___ Selected text
Reckitt Bets on the Man From Pepsi for Some Fizz
(Bloomberg Opinion) -- Reckitt Benckiser Group Plc has appointed Laxman Narasimhan as its new chief executive officer, succeeding Rakesh Kapoor. An outsider should herald a fresh start for a group that was once a superstar, but has more recently become a laggard.
Reckitt has eschewed some of the obvious candidates for the role, such as Tesco Plc’s Dave Lewis or Unilever’s Nitin Paranjpe. It has instead chosen Narasimhan, who joins from PepsiCo Inc., where he was global chief commercial officer.
He’s an unknown quantity outside of the U.S. He had a career spanning almost 20 years at McKinsey, before moving to Pepsi. While he was well-regarded there, its change of CEO might have left him as one of the senior executives who missed out on the top job and was therefore looking for opportunities outside of the soft drinks maker.
And Reckitt has some particular challenges. It has endured a tumultuous few years, following the $16.6 billion acquisition of Mead Johnson in 2017.
Narasimhan should at least bring a burst energy to the group. Kapoor was increasingly worn down by Reckitt’s problems.
The first task of the incoming leader is to revive sales expansion, which has stalled.
______
Problem A
Reproduce every entry after the Reckitt article word for word, omitting the pictures.
The entries have no connection to the Reckitt article.
___ Dataset records
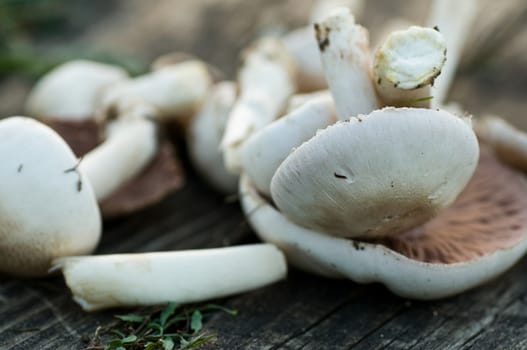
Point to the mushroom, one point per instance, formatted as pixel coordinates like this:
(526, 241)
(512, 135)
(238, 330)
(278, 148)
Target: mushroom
(454, 25)
(266, 81)
(260, 160)
(302, 44)
(476, 239)
(509, 143)
(344, 49)
(377, 175)
(136, 174)
(204, 137)
(48, 207)
(406, 65)
(105, 281)
(66, 98)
______
Problem B
Answer these questions from the Reckitt article:
(i) Which company did Narasimhan leave to join Reckitt?
(ii) For how much did Reckitt acquire Mead Johnson, and in what year?
(iii) For about how long did Narasimhan work at McKinsey?

Exercise solution A
Point to the mushroom, one point per instance, formatted as pixel coordinates like this:
(526, 241)
(512, 135)
(238, 330)
(278, 148)
Target: mushroom
(454, 25)
(266, 81)
(260, 160)
(302, 44)
(476, 239)
(509, 143)
(344, 49)
(377, 175)
(136, 174)
(204, 137)
(48, 207)
(406, 65)
(105, 281)
(66, 98)

Exercise solution B
(i) PepsiCo Inc.
(ii) $16.6 billion, in 2017.
(iii) Almost 20 years.